● **Requirement**: Below are records; reproduce exactly the lines from the one containing "the rear windshield" through the end, both included, and only those.
** START OF Supplied information **
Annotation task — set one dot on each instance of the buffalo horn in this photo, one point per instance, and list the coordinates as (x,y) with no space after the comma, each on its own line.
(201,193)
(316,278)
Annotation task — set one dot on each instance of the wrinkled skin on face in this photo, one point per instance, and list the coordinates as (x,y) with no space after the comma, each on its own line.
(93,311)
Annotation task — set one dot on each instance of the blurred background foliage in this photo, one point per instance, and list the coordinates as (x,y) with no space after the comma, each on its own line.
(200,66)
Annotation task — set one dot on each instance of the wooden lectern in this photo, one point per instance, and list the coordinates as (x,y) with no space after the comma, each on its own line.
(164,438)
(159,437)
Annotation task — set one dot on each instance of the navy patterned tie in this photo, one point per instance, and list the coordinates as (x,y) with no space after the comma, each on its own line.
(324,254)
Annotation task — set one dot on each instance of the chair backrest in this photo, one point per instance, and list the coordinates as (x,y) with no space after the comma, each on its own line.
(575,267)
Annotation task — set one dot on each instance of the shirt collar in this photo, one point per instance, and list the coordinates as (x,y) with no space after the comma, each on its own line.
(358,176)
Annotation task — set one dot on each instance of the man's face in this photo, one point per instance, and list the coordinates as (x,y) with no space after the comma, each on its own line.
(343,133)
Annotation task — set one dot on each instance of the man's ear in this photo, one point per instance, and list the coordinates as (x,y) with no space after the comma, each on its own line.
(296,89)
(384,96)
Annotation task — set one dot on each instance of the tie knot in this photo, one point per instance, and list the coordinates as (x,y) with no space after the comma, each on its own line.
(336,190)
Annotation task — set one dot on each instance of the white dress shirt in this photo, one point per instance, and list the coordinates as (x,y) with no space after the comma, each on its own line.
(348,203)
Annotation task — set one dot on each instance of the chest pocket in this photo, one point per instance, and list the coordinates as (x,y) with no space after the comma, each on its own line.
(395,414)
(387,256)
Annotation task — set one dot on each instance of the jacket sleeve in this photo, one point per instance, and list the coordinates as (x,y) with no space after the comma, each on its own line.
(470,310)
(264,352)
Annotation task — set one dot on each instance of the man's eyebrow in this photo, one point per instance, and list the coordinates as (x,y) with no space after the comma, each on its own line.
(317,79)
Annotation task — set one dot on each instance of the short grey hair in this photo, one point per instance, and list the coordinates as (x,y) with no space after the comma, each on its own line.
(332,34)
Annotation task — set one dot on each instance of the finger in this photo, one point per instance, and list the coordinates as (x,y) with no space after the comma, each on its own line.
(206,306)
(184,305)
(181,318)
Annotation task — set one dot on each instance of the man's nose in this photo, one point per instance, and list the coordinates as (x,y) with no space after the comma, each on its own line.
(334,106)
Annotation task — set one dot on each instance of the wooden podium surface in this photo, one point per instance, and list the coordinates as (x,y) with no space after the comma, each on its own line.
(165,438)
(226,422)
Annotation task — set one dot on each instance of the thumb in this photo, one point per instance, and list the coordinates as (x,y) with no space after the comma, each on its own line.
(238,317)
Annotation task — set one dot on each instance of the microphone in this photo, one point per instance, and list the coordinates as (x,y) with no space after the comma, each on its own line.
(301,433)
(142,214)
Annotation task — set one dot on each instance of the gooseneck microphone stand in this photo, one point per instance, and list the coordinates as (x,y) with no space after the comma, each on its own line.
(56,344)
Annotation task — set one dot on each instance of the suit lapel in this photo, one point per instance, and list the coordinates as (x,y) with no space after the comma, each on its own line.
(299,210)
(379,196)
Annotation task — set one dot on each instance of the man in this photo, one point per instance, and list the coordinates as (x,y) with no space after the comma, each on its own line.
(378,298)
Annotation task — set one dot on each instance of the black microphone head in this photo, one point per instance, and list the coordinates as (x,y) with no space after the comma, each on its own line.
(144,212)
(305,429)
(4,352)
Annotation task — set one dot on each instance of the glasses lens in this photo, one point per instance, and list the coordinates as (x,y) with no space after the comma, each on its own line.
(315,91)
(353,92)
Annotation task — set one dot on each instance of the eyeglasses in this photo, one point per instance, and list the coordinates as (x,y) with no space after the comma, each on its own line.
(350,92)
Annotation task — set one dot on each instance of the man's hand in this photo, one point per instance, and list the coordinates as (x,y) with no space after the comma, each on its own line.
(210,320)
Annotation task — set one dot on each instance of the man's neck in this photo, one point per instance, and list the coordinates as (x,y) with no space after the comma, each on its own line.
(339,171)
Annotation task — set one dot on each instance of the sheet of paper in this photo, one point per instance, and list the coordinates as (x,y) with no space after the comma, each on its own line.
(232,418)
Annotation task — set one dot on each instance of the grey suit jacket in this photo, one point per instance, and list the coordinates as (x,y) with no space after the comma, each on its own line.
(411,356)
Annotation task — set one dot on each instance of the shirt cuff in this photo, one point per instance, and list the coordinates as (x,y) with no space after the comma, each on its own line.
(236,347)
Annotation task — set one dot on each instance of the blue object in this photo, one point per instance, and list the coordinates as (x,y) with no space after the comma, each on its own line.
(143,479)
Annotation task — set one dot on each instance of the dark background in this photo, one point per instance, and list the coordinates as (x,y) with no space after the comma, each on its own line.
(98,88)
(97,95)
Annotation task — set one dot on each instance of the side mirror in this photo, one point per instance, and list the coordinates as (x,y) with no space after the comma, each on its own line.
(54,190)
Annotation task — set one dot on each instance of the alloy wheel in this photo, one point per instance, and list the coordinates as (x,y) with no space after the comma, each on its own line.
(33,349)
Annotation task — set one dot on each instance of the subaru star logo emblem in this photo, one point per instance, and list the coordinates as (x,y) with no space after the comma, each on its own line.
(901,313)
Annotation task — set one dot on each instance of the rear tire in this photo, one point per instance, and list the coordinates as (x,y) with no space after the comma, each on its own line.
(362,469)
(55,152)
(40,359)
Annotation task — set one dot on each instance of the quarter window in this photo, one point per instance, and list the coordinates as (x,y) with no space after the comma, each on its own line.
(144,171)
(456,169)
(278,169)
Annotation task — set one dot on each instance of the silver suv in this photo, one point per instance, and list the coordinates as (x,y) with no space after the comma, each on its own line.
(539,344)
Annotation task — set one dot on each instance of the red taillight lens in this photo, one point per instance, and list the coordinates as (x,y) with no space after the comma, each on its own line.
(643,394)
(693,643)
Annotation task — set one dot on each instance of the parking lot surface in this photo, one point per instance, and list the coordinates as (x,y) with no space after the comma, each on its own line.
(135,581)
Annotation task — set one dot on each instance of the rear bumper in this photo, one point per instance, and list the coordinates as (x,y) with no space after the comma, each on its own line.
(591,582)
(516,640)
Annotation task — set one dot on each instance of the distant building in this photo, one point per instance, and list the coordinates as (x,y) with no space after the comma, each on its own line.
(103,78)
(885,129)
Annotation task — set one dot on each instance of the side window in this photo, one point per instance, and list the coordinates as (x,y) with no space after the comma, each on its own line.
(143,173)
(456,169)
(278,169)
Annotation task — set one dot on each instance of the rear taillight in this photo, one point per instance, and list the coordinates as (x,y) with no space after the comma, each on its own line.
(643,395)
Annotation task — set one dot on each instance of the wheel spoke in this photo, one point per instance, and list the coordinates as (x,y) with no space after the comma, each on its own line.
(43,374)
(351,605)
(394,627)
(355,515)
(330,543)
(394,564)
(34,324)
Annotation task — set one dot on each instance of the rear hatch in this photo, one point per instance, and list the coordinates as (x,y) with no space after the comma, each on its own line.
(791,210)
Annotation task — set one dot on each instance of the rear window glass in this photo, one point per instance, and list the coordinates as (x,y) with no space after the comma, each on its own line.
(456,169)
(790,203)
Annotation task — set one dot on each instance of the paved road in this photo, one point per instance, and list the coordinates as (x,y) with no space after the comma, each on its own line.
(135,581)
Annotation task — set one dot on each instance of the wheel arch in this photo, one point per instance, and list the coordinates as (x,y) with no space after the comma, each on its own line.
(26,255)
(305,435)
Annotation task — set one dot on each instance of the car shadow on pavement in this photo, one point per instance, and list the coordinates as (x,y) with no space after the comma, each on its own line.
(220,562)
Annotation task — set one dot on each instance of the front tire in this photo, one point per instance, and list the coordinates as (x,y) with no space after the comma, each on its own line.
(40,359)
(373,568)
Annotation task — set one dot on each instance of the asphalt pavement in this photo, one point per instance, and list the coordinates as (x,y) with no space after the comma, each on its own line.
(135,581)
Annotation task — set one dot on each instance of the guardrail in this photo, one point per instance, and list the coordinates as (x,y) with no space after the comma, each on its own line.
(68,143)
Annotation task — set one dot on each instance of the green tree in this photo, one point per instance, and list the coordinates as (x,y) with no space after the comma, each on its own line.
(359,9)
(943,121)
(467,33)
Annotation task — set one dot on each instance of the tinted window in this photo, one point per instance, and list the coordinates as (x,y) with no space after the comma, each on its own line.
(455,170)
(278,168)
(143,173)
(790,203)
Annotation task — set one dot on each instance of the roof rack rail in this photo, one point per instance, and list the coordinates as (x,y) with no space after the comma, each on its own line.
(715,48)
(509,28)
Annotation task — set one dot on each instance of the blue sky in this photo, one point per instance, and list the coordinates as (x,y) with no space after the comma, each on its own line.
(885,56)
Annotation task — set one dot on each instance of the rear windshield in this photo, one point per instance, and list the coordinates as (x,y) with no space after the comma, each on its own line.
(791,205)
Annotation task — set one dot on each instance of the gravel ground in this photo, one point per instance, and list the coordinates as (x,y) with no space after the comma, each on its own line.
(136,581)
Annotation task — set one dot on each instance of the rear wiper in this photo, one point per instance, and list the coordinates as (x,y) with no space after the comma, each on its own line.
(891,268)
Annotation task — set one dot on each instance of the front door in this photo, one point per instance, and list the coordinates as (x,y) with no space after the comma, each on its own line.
** END OF Supplied information **
● **Solved problem**:
Annotation task — set one dot on each instance of the rear windshield in this photo, one point per instance, and list the coordinates as (x,y) with no space after the comma, each on its own line.
(791,205)
Annotation task — set one dot on each instance of the gravel ground in this photo, one point per instance, and list the coordinates as (x,y) with no space after the comma, each on its own line.
(136,581)
Annotation task — set one dot on each instance of the rear wiper in this photo, one point per instance, and list the coordinates as (x,y) with no space after the comma, each on its own line.
(891,268)
Annotation task — set one dot on each instance of the front door in this photo, one point per instance, and list the coordinates as (x,y) with no space after the comma, each on its own line.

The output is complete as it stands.